» PROBLEM STATEMENT
Your answer must be every line of the data that holds the string "below".

□ □ □

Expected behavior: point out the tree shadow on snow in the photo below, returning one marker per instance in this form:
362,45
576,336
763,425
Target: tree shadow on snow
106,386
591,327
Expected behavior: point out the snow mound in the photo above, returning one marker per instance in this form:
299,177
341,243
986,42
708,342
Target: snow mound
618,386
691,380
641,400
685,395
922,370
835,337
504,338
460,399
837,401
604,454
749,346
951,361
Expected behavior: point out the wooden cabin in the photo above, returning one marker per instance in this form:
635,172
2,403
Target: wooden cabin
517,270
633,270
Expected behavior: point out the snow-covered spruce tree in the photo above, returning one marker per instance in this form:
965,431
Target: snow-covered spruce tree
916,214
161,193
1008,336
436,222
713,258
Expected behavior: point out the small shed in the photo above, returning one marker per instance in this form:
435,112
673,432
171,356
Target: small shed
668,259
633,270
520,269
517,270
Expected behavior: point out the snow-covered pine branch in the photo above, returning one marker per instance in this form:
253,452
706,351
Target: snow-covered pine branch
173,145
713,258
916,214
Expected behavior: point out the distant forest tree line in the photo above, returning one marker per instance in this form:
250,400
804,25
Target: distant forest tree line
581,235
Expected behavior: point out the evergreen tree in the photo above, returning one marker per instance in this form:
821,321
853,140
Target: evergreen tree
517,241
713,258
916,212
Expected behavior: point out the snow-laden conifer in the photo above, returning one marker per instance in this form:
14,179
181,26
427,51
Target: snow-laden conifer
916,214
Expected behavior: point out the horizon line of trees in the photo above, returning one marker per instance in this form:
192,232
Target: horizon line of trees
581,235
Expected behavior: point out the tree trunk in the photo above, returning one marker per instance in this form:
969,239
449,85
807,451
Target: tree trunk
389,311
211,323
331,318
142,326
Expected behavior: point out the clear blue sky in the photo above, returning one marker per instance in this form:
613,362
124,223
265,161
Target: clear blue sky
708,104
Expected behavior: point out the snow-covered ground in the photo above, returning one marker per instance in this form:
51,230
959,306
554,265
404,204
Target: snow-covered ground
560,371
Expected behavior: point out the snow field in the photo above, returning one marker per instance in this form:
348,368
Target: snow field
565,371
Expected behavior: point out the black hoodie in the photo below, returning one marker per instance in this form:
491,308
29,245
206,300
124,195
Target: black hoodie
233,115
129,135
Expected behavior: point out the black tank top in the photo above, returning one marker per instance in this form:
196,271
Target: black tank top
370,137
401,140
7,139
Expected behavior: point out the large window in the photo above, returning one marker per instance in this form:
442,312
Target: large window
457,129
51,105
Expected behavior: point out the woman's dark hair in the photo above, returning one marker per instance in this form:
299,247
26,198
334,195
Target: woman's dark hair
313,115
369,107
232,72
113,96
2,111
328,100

□ □ □

» RESPONSE
Expected behavior: point out the tree shadow on snow in the photo below, returning one marker per instance in this form:
Expected behavior: point out the black hoodie in the photo below, returning one marker per instance in this form:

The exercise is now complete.